Psychological Wounds: The Mind's Casualties

Physical wounds, however terrible, were visible and comprehensible. Psychological trauma—"shell shock" in contemporary terminology—remained mysterious and stigmatized. Hundreds of thousands suffered what we now recognize as PTSD, but medical understanding lagged far behind need.

Symptoms varied dramatically. Some men shook uncontrollably, others sat mute for months. Paralysis without physical cause was common. Night terrors made sleep impossible. Sudden noises triggered panic attacks. Men who had shown extraordinary courage in battle cowered at backfiring automobiles. The mind's breaking proved as real as the body's, but harder to accept in a culture valuing stoicism.

Dr. Gustave Roussy, pioneering trauma treatment, described typical cases: "Lieutenant M., decorated for bravery, cannot stop trembling. He has not slept properly in two years, waking screaming from nightmares. Sergeant D. becomes mute when it rains, reliving gas attacks. Private L. believes he is still in trenches, diving under tables at sudden sounds. These are not cowards but men whose minds have absorbed more horror than human psyche can process."

» **Assignment**:
Return the passage on psychological wounds in full, reproducing every word and line unchanged. The data after this point has nothing to do with the passage on psychological wounds.

» **Given records**:
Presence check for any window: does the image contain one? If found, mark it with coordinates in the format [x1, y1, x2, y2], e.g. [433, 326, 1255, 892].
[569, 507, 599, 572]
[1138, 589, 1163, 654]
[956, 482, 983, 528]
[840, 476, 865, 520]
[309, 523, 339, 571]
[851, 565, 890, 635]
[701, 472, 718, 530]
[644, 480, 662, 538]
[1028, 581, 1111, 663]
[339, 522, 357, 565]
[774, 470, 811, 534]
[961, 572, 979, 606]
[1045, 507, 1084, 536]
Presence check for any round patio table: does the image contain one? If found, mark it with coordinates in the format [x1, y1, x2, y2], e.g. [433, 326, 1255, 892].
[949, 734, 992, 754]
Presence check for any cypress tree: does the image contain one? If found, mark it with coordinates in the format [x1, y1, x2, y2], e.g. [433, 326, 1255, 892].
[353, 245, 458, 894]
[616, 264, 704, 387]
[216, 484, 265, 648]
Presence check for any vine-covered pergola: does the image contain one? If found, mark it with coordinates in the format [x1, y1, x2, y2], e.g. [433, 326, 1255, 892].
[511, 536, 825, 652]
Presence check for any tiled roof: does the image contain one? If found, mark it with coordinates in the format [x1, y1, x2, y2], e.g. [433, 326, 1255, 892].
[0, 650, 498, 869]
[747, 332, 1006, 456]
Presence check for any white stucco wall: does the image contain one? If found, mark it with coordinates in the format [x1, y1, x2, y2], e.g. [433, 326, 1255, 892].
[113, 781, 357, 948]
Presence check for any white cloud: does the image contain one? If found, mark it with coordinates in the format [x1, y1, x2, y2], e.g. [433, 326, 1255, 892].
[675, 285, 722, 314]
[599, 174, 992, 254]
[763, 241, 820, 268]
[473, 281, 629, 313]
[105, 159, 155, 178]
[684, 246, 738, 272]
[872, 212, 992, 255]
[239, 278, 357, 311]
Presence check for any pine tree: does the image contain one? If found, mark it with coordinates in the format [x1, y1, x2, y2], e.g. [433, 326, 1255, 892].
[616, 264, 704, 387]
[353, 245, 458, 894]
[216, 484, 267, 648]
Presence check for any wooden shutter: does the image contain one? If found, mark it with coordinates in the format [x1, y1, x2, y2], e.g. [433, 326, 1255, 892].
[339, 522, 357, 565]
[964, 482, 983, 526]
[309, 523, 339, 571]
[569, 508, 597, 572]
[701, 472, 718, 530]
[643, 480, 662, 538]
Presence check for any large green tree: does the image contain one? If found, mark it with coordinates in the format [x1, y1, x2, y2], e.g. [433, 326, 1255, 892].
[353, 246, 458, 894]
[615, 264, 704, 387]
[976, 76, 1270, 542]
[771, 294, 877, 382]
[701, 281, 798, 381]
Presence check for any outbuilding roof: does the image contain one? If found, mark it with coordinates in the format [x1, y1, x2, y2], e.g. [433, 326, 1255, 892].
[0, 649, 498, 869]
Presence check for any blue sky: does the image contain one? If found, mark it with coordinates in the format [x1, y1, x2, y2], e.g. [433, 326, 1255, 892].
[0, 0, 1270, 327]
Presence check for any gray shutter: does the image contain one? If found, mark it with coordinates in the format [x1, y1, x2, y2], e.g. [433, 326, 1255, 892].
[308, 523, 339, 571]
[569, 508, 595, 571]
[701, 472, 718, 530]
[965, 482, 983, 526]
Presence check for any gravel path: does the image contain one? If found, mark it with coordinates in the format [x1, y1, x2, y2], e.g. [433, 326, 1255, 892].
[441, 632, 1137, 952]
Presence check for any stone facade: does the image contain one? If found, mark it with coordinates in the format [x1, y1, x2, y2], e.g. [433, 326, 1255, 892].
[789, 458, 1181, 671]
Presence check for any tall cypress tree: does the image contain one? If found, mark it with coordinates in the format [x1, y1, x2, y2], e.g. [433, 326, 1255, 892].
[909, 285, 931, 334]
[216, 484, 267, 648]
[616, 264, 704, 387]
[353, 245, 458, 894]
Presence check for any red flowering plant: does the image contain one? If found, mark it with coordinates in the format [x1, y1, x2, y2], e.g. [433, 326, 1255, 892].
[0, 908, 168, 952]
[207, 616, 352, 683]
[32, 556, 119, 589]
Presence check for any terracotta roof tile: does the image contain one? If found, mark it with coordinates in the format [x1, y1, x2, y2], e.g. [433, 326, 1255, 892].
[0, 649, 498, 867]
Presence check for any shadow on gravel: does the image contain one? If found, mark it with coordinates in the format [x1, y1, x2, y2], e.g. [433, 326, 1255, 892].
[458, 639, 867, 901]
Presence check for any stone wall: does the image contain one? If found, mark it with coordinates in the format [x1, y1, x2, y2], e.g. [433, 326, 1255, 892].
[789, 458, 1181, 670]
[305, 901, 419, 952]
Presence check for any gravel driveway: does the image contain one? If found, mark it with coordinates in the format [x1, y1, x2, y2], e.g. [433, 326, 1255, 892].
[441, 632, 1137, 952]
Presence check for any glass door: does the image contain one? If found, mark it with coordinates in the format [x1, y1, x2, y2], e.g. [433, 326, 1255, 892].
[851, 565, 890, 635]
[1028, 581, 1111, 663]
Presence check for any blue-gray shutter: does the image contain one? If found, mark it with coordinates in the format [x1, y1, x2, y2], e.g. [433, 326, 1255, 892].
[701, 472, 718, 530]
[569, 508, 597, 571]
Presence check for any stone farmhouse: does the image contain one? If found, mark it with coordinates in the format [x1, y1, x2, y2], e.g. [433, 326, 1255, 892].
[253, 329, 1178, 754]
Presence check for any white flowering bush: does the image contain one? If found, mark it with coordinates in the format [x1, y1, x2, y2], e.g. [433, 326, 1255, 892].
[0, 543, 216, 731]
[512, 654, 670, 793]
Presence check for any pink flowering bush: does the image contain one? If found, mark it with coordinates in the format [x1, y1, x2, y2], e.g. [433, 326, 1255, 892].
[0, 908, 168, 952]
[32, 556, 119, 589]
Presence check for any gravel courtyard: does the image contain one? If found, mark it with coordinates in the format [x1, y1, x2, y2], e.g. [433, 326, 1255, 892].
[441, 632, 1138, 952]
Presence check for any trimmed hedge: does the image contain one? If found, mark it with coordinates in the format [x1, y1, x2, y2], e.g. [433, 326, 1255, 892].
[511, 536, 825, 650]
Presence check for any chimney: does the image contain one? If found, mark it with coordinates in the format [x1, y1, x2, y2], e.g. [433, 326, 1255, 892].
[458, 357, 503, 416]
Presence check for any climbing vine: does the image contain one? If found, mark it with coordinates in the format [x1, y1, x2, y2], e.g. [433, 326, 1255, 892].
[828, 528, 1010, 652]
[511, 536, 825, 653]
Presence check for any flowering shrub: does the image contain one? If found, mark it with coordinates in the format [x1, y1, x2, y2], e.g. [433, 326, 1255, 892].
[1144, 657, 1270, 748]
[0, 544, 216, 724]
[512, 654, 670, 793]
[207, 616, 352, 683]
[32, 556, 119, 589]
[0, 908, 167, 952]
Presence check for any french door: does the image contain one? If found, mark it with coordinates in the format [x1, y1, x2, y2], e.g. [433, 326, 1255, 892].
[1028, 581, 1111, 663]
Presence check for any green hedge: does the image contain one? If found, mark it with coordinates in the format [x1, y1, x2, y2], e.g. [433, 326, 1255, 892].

» **Solution to the exercise**:
Psychological Wounds: The Mind's Casualties

Physical wounds, however terrible, were visible and comprehensible. Psychological trauma—"shell shock" in contemporary terminology—remained mysterious and stigmatized. Hundreds of thousands suffered what we now recognize as PTSD, but medical understanding lagged far behind need.

Symptoms varied dramatically. Some men shook uncontrollably, others sat mute for months. Paralysis without physical cause was common. Night terrors made sleep impossible. Sudden noises triggered panic attacks. Men who had shown extraordinary courage in battle cowered at backfiring automobiles. The mind's breaking proved as real as the body's, but harder to accept in a culture valuing stoicism.

Dr. Gustave Roussy, pioneering trauma treatment, described typical cases: "Lieutenant M., decorated for bravery, cannot stop trembling. He has not slept properly in two years, waking screaming from nightmares. Sergeant D. becomes mute when it rains, reliving gas attacks. Private L. believes he is still in trenches, diving under tables at sudden sounds. These are not cowards but men whose minds have absorbed more horror than human psyche can process."